▶ [BRIEF] Find every line in the entries below that contains the string "bell" and copy each such line. Letter case counts when matching.

— begin MATERIAL FOR THIS TASK —

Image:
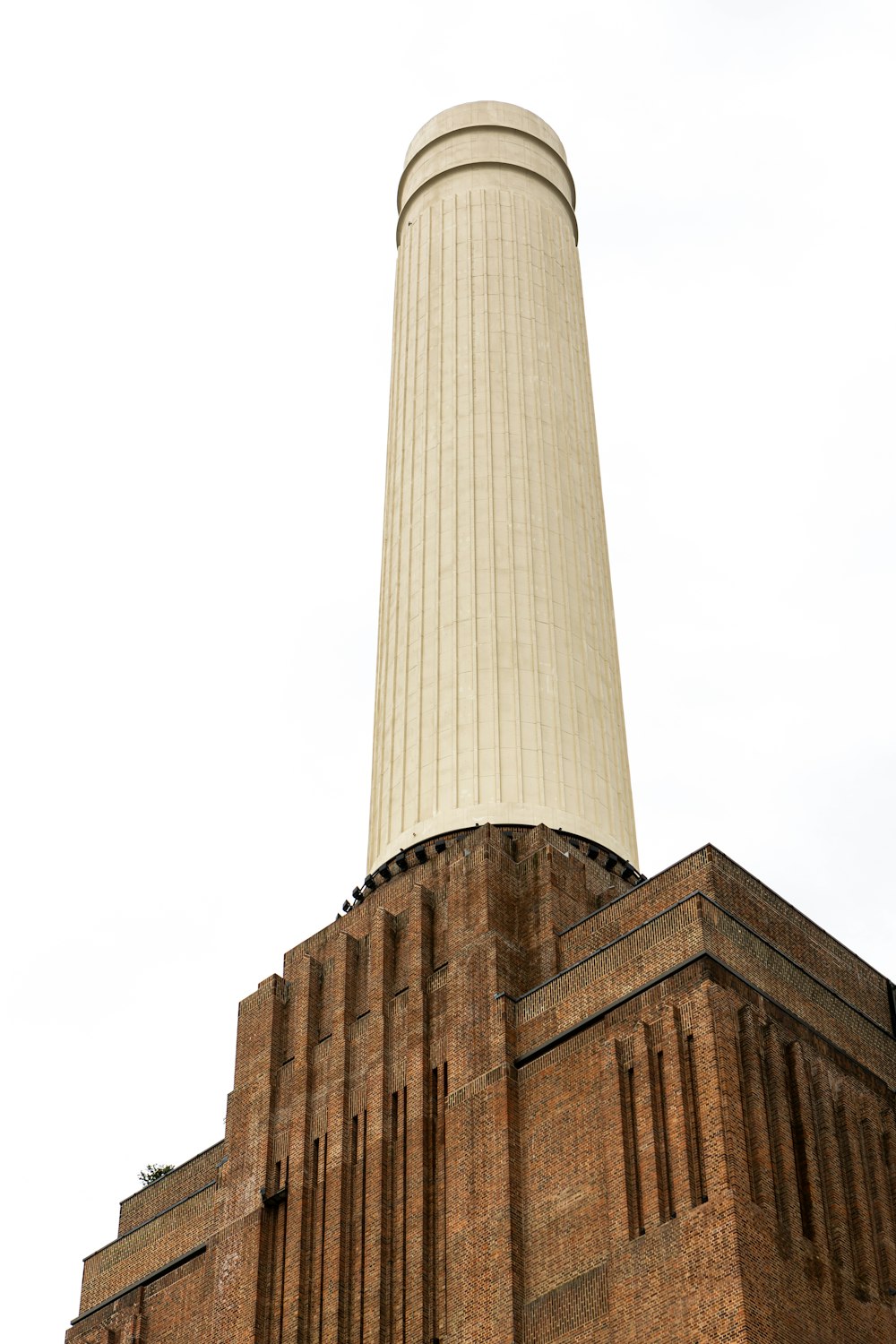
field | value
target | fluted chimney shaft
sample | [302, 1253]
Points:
[497, 683]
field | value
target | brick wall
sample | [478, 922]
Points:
[517, 1097]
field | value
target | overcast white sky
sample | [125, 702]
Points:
[196, 273]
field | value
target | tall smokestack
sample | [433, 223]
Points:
[497, 679]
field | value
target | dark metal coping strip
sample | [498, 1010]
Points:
[487, 125]
[142, 1282]
[683, 965]
[137, 1193]
[734, 919]
[487, 163]
[148, 1220]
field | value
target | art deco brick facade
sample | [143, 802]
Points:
[522, 1096]
[520, 1093]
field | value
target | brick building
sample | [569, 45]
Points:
[520, 1093]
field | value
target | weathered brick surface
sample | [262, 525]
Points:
[517, 1097]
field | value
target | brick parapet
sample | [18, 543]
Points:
[422, 1139]
[169, 1190]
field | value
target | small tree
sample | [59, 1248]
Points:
[155, 1171]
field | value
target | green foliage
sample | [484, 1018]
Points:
[155, 1171]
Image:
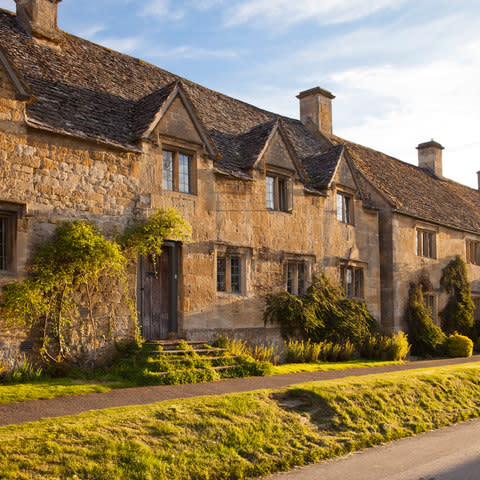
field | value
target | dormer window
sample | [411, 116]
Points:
[178, 171]
[279, 193]
[426, 243]
[344, 208]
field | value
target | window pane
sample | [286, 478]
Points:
[301, 278]
[184, 173]
[358, 283]
[290, 273]
[270, 181]
[340, 207]
[221, 274]
[167, 170]
[3, 243]
[235, 275]
[349, 281]
[282, 195]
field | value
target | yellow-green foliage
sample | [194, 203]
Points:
[458, 313]
[75, 258]
[243, 435]
[147, 237]
[323, 314]
[426, 337]
[458, 346]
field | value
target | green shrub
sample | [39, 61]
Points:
[426, 337]
[399, 347]
[458, 313]
[323, 314]
[458, 346]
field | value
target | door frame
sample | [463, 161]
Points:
[173, 268]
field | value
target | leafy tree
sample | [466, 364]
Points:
[457, 316]
[425, 337]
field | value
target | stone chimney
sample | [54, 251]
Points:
[316, 109]
[39, 18]
[430, 157]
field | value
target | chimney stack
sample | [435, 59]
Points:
[316, 109]
[430, 157]
[39, 18]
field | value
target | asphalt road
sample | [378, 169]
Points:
[452, 453]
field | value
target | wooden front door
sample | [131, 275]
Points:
[158, 299]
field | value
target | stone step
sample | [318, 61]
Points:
[203, 351]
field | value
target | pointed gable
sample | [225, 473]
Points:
[169, 112]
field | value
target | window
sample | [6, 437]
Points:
[279, 193]
[430, 303]
[426, 244]
[473, 252]
[476, 314]
[9, 213]
[344, 208]
[177, 172]
[351, 279]
[296, 278]
[229, 274]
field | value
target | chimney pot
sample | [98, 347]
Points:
[316, 109]
[39, 18]
[430, 157]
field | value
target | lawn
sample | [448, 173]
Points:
[242, 435]
[64, 387]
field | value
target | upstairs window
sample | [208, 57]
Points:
[473, 252]
[476, 314]
[344, 208]
[4, 249]
[351, 279]
[296, 278]
[229, 274]
[426, 246]
[178, 172]
[279, 193]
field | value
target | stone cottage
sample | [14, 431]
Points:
[90, 133]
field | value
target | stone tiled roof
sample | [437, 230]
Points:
[321, 167]
[415, 191]
[92, 92]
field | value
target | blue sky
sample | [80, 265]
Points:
[403, 71]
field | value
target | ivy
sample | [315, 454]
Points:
[72, 264]
[457, 316]
[147, 237]
[74, 260]
[323, 314]
[426, 337]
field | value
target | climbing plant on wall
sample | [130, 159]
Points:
[72, 261]
[458, 313]
[147, 237]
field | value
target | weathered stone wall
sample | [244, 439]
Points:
[408, 267]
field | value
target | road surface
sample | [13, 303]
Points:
[452, 453]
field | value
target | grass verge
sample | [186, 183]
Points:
[327, 366]
[243, 435]
[50, 388]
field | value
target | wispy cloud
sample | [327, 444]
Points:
[122, 44]
[162, 9]
[188, 51]
[288, 12]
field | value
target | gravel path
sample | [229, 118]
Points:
[16, 413]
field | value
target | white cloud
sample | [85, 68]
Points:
[287, 12]
[125, 44]
[8, 5]
[161, 9]
[188, 51]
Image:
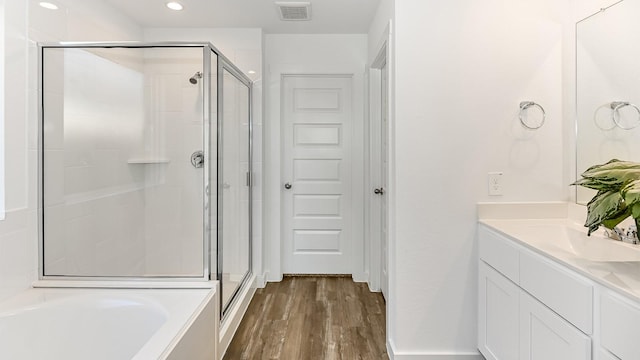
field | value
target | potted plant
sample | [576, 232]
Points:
[618, 194]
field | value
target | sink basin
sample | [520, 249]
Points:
[596, 247]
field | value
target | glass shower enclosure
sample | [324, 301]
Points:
[144, 164]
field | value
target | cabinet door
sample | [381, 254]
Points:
[498, 315]
[546, 336]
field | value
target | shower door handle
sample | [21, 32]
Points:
[197, 159]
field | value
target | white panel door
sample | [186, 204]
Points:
[316, 173]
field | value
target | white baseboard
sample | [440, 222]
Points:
[231, 322]
[261, 280]
[426, 355]
[360, 277]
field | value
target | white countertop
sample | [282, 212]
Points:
[611, 263]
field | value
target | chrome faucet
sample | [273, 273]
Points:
[629, 236]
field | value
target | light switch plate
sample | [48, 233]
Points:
[495, 183]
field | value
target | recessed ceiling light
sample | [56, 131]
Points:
[174, 5]
[49, 6]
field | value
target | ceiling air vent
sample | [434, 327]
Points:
[294, 11]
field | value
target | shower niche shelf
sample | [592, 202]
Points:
[142, 161]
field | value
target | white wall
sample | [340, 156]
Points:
[25, 24]
[462, 67]
[306, 54]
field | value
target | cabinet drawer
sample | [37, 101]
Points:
[619, 327]
[546, 336]
[499, 252]
[564, 292]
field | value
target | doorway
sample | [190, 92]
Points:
[317, 119]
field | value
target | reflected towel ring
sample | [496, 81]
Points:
[615, 114]
[600, 123]
[524, 105]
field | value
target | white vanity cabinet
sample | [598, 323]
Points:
[498, 316]
[619, 326]
[513, 322]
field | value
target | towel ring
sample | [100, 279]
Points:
[615, 114]
[524, 105]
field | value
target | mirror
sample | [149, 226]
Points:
[607, 88]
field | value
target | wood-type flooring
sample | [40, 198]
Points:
[312, 318]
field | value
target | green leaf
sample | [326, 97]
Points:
[606, 205]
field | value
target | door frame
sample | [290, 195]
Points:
[273, 221]
[383, 58]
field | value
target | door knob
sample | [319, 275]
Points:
[197, 159]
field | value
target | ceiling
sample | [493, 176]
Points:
[327, 16]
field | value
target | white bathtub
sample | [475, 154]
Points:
[109, 324]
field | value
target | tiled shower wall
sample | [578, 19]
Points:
[25, 24]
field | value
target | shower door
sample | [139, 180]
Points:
[234, 182]
[123, 152]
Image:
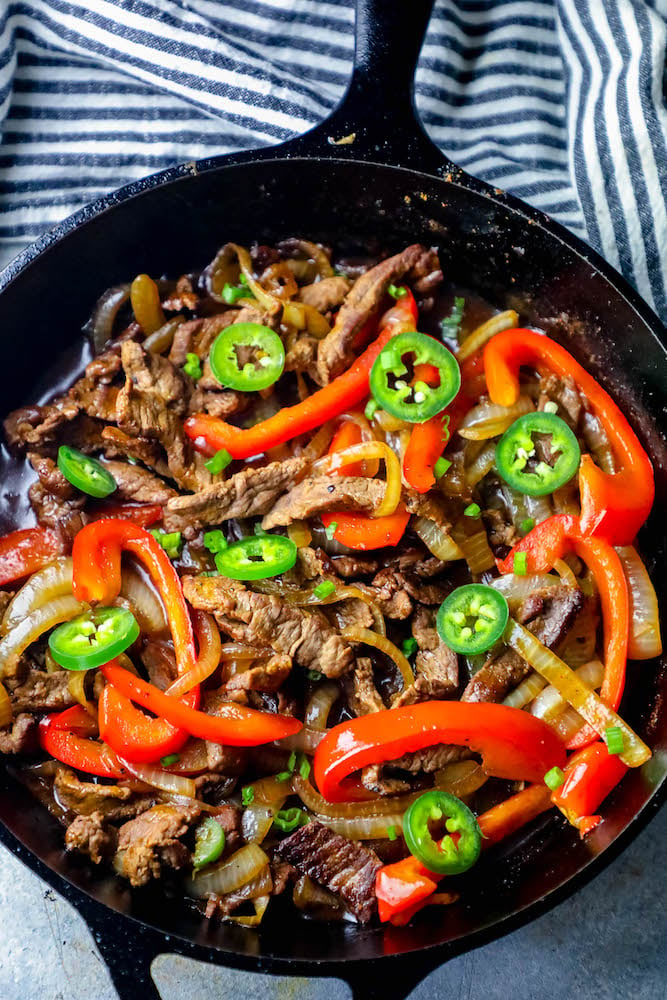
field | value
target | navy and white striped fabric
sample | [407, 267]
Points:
[559, 101]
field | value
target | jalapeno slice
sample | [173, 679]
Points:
[247, 357]
[472, 618]
[396, 383]
[257, 558]
[93, 638]
[209, 842]
[445, 857]
[518, 460]
[84, 472]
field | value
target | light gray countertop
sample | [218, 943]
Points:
[608, 942]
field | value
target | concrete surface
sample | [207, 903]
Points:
[606, 943]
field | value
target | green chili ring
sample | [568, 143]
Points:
[84, 472]
[260, 373]
[418, 402]
[257, 558]
[472, 618]
[445, 857]
[93, 638]
[516, 447]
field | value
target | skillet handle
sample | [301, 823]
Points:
[378, 107]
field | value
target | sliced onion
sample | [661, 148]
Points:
[6, 711]
[487, 420]
[27, 631]
[354, 634]
[437, 541]
[229, 875]
[55, 580]
[644, 641]
[144, 600]
[208, 641]
[476, 340]
[319, 706]
[165, 781]
[575, 692]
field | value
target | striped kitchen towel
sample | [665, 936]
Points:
[559, 101]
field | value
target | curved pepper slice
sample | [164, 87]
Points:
[234, 724]
[613, 506]
[513, 744]
[551, 540]
[96, 576]
[210, 434]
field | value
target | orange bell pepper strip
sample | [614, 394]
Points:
[210, 434]
[405, 887]
[96, 576]
[24, 552]
[590, 775]
[234, 725]
[551, 540]
[513, 744]
[613, 506]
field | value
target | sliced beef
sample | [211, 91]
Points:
[262, 620]
[93, 836]
[249, 493]
[319, 494]
[42, 692]
[114, 802]
[436, 665]
[326, 294]
[345, 868]
[22, 737]
[335, 352]
[549, 614]
[152, 841]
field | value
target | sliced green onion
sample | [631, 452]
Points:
[192, 366]
[614, 740]
[324, 589]
[554, 778]
[218, 462]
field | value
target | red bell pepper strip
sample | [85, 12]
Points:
[136, 736]
[510, 743]
[24, 552]
[210, 434]
[551, 540]
[590, 775]
[613, 506]
[76, 751]
[403, 888]
[96, 576]
[234, 724]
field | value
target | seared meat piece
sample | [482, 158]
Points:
[152, 404]
[320, 494]
[362, 695]
[92, 836]
[114, 802]
[248, 493]
[437, 666]
[335, 352]
[345, 868]
[267, 676]
[22, 737]
[42, 692]
[549, 614]
[138, 485]
[326, 294]
[152, 841]
[262, 620]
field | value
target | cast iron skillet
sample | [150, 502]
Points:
[393, 186]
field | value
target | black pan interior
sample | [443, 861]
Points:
[486, 245]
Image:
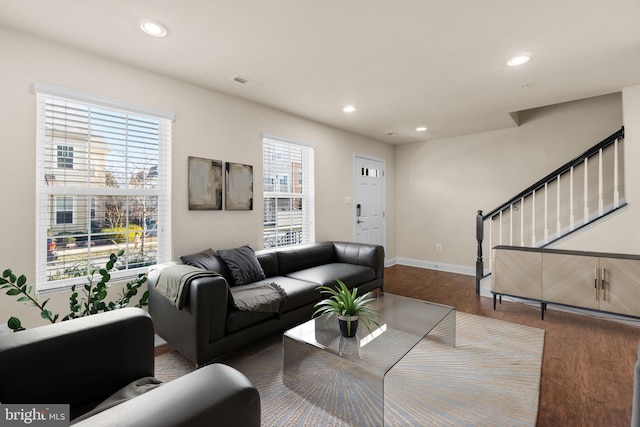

— end MATERIAL FOR THIS TASK —

▶ [REPLY TO THE TASK]
target | orange bell pepper strip
target | red bell pepper strip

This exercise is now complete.